>> begin

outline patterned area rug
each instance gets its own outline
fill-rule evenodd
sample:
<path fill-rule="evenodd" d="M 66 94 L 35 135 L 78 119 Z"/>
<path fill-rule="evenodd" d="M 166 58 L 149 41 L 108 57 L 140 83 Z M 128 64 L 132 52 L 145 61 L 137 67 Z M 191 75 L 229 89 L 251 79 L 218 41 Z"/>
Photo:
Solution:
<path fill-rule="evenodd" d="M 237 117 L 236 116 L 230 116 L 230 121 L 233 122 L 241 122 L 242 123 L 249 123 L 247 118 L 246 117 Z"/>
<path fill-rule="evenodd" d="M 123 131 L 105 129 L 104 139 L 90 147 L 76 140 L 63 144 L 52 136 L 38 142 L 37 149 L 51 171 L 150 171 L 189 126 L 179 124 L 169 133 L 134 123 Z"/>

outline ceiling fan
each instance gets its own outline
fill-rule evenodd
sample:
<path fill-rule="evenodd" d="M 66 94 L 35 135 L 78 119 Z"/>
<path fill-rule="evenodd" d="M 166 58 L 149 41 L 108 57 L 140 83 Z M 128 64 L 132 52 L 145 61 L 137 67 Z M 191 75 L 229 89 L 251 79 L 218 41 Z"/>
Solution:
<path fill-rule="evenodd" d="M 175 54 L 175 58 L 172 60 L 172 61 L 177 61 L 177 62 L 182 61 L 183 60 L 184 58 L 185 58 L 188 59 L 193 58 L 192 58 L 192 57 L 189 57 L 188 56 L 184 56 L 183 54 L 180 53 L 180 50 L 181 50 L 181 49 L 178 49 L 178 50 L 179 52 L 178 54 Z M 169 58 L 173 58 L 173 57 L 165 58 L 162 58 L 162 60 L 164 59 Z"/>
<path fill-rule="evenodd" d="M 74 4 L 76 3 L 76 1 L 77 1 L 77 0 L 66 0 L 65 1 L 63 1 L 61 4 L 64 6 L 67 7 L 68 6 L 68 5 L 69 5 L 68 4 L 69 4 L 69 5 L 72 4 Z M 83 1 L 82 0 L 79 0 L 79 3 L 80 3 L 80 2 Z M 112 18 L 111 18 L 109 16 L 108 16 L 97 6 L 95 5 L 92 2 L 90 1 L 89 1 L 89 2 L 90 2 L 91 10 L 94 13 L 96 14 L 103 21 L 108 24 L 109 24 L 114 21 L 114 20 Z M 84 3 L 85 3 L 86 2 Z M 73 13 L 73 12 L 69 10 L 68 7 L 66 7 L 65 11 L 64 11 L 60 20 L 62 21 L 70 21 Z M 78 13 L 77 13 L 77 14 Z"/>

>> end

*DO THIS*: Copy every record above verbatim, preserving each line, space, and character.

*RESPONSE TO THE TASK*:
outline patterned area rug
each instance gets its own outline
fill-rule evenodd
sample:
<path fill-rule="evenodd" d="M 66 94 L 35 135 L 78 119 Z"/>
<path fill-rule="evenodd" d="M 166 58 L 149 41 L 108 57 L 140 83 Z M 128 64 L 132 52 L 145 61 L 137 67 Z M 191 75 L 229 89 L 251 79 L 218 41 Z"/>
Photo:
Solution:
<path fill-rule="evenodd" d="M 237 117 L 236 116 L 230 116 L 230 121 L 233 122 L 241 122 L 242 123 L 249 123 L 247 118 L 246 117 Z"/>
<path fill-rule="evenodd" d="M 123 131 L 105 129 L 104 139 L 90 147 L 76 140 L 63 144 L 52 136 L 38 142 L 37 149 L 51 171 L 150 171 L 189 126 L 179 124 L 169 133 L 134 123 Z"/>

outline ceiling fan
each instance gets its own outline
fill-rule evenodd
sample:
<path fill-rule="evenodd" d="M 66 94 L 35 135 L 78 119 Z"/>
<path fill-rule="evenodd" d="M 166 58 L 149 41 L 108 57 L 140 83 Z M 128 64 L 132 52 L 145 61 L 137 67 Z M 191 75 L 229 89 L 251 79 L 218 41 Z"/>
Solution:
<path fill-rule="evenodd" d="M 175 54 L 175 58 L 172 60 L 172 61 L 177 61 L 177 62 L 182 61 L 183 60 L 184 58 L 185 58 L 188 59 L 193 58 L 192 58 L 192 57 L 189 57 L 188 56 L 184 56 L 183 54 L 180 53 L 180 50 L 181 50 L 181 49 L 178 49 L 178 50 L 179 52 L 178 54 Z M 169 58 L 173 58 L 173 57 L 165 58 L 162 58 L 162 60 L 164 59 Z"/>
<path fill-rule="evenodd" d="M 74 4 L 76 3 L 76 1 L 77 1 L 77 0 L 66 0 L 65 1 L 63 1 L 61 4 L 64 6 L 67 7 L 68 6 L 68 5 L 69 5 L 68 4 L 69 4 L 69 5 L 72 4 Z M 83 1 L 82 0 L 79 0 L 79 3 L 80 3 L 80 2 Z M 112 18 L 111 18 L 109 16 L 108 16 L 97 6 L 95 5 L 92 2 L 90 1 L 89 1 L 89 2 L 90 2 L 91 10 L 94 13 L 96 14 L 103 21 L 108 24 L 109 24 L 114 21 L 114 20 Z M 84 3 L 85 3 L 86 2 Z M 73 13 L 73 12 L 69 10 L 68 7 L 66 7 L 65 11 L 64 11 L 60 20 L 62 21 L 70 21 Z M 78 13 L 77 13 L 77 14 Z"/>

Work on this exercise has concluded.